TEXTO FORNECIDO —
-*-*-

O grupo coletou uma série de 46 registros de albatrozes e petréis mutilados devido a procedimentos inadequados feitos pelos pescadores ao recolherem os anzóis em pescarias de espinhel ou com linha e anzol. As aves, que acabam fisgadas ao tentar comer as iscas, são trazidas a bordo ainda vivas e sua sobrevivência depende do manuseio correto para retirada do anzol, tanto para garantir a integridade dos animais quanto para segurança dos pescadores contra picadas. Em quatro ocasiões foi observado que as aves foram agredidas na tentativa de evitar que elas comessem as iscas lançadas ao mar. Ao todo, foram registradas 16 aves mortas ou feridas em decorrência dessa prática, entre elas indivíduos de duas espécies ameaçadas de extinção.
Os pesquisadores ressaltam que há pouca coleta de dados sobre a prática, o que indica que o número de mortes decorrentes do manejo incorreto das aves seja ainda maior. De acordo com Dimas Gianuca, a ocorrência de aves mutiladas ao longo de 20 anos sobre uma vasta extensão geográfica evidencia que esta prática é recorrente e empregada por diversas embarcações.
“Há diversos tipos de pescarias de linha e anzol que resultam em captura incidental de aves marinhas vivas. Nestes casos, a sobrevivência dessas aves está, literalmente, nas mãos dos pescadores”, explica o pesquisador. “Além disso, com a gravidade de algumas lesões, é impossível determinar se os albatrozes e petréis são capazes de continuar vivendo e se alimentando normalmente após o manejo – o que requer pesquisas ainda mais detalhadas sobre o assunto”, aponta Gianuca.
A solução para este problema, que contribui para o declínio populacional de espécies de albatrozes e petréis que ocorrem no Atlântico Sul, requer ações realizadas conjuntamente por organismos internacionais e autoridades nacionais, aponta Gianuca. Além de aumentar a fiscalização é necessário investir na educação ambiental dos pescadores.

-*-*-

OBJETIVO DECLARADO — Prossiga o texto sobre albatrozes e petréis mutilados em pescarias de linha e anzol, partindo da última frase apresentada.

ENTRADAS LISTADAS —
-*-*-

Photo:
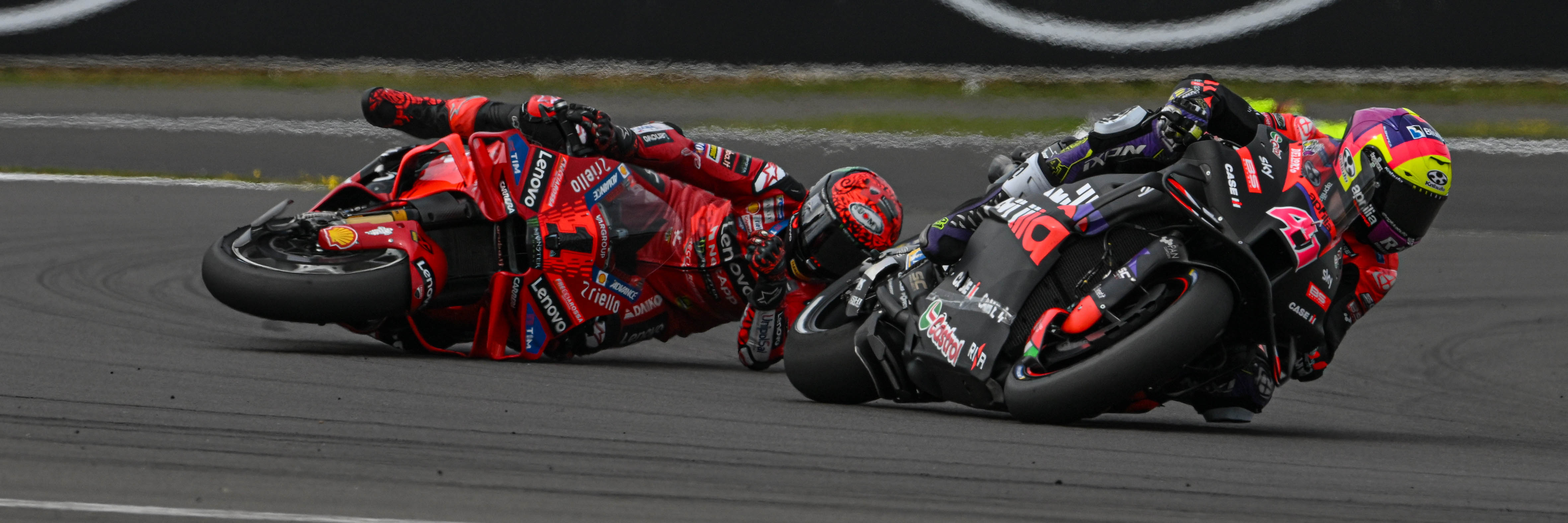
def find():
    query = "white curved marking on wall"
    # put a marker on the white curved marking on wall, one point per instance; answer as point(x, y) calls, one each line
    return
point(49, 15)
point(1059, 31)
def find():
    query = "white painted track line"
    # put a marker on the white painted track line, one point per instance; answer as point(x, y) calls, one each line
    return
point(835, 140)
point(215, 514)
point(153, 181)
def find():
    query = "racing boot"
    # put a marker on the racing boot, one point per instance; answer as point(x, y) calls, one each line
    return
point(1128, 142)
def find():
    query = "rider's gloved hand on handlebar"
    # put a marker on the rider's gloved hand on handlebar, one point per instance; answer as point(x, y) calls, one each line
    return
point(584, 131)
point(587, 127)
point(764, 253)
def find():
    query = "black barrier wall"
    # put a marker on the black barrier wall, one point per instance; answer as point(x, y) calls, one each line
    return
point(1420, 34)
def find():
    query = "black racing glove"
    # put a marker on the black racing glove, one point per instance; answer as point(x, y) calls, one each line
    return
point(586, 127)
point(766, 254)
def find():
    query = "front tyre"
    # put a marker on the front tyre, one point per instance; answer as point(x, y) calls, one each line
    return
point(284, 278)
point(1145, 358)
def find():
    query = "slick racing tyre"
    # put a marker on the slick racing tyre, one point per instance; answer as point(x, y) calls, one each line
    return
point(284, 278)
point(1178, 322)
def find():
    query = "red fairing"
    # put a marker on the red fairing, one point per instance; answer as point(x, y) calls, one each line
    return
point(694, 273)
point(1377, 275)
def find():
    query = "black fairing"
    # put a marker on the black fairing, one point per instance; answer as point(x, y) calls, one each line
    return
point(1269, 217)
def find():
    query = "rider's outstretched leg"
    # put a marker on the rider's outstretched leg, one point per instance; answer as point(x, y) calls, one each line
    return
point(1235, 398)
point(735, 176)
point(433, 118)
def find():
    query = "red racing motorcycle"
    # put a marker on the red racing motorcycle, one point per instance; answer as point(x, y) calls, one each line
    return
point(504, 245)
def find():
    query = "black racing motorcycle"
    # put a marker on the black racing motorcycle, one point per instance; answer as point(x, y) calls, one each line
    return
point(1093, 297)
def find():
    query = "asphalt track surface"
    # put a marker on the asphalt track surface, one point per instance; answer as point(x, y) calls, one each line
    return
point(123, 381)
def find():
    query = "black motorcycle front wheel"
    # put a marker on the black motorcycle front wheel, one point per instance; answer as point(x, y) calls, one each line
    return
point(1153, 353)
point(280, 276)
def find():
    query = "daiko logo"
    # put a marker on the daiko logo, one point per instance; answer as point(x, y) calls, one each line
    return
point(1059, 31)
point(49, 15)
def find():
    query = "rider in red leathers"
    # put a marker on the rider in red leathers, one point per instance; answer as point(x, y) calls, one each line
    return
point(745, 250)
point(1407, 156)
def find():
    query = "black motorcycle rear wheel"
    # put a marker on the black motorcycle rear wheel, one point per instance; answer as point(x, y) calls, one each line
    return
point(1145, 358)
point(280, 278)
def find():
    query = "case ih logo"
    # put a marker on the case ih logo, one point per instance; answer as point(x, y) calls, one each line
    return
point(549, 304)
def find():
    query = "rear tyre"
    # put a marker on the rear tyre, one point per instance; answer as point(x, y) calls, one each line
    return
point(280, 278)
point(824, 367)
point(1147, 358)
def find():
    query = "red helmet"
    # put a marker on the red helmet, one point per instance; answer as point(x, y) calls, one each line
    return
point(850, 215)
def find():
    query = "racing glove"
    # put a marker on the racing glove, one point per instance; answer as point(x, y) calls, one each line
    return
point(766, 256)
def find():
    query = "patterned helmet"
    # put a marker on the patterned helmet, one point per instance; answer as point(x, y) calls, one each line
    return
point(1413, 173)
point(850, 215)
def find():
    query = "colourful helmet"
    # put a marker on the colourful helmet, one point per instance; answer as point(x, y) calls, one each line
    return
point(1413, 173)
point(850, 215)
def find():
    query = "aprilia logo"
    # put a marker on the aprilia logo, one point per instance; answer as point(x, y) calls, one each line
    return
point(549, 304)
point(540, 167)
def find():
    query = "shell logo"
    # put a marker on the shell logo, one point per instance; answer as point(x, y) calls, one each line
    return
point(339, 237)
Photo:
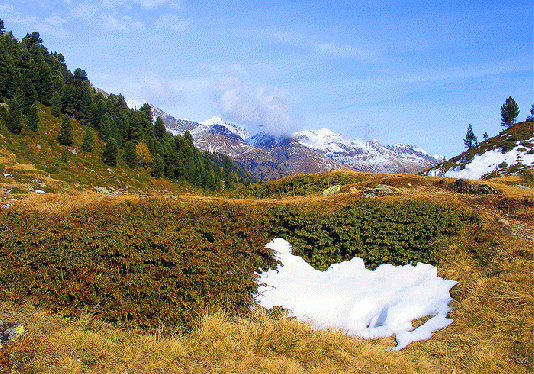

-*-*-

RESULTADO OBTIDO —
“É fundamental intensificarmos os esforços de educação ambiental e capacitação de pescadores para que eles sejam capazes de realizar um manejo adequado das aves caso elas venham a ser capturadas vivas”, reforça a coordenadora geral e fundadora do Projeto Albatroz, Tatiana Neves. Ela acrescenta ainda que, em vista desse objetivo, estão em elaboração materiais informativos dedicados a orientar a frota pesqueira e que o projeto também irá realizar encontros e rodas de conversas com os pescadores do litoral sul e sudeste do país.
Soluções alternativas
Além da conscientização, o projeto, com apoio do Albatross Task Force, também aposta em orientar os pescadores à práticas alternativas para proteção das aves. Uma delas é o toriline, uma fita colorida que espanta as aves em alto-mar e impede que elas se aproximem do barco de pesca. Outra alternativa é lançar os anzóis à noite, já que as aves — de hábitos diurnos — não buscam alimento ativamente nesse período. Está em fase de testes uma nova ferramenta alternativa, chamada de hookpod, um dispositivo que aprisiona a isca dentro de uma cápsula que só é liberada a uma profundidade segura de mais de dez metros de profundidade, quando as aves já não são capazes de alcançá-la.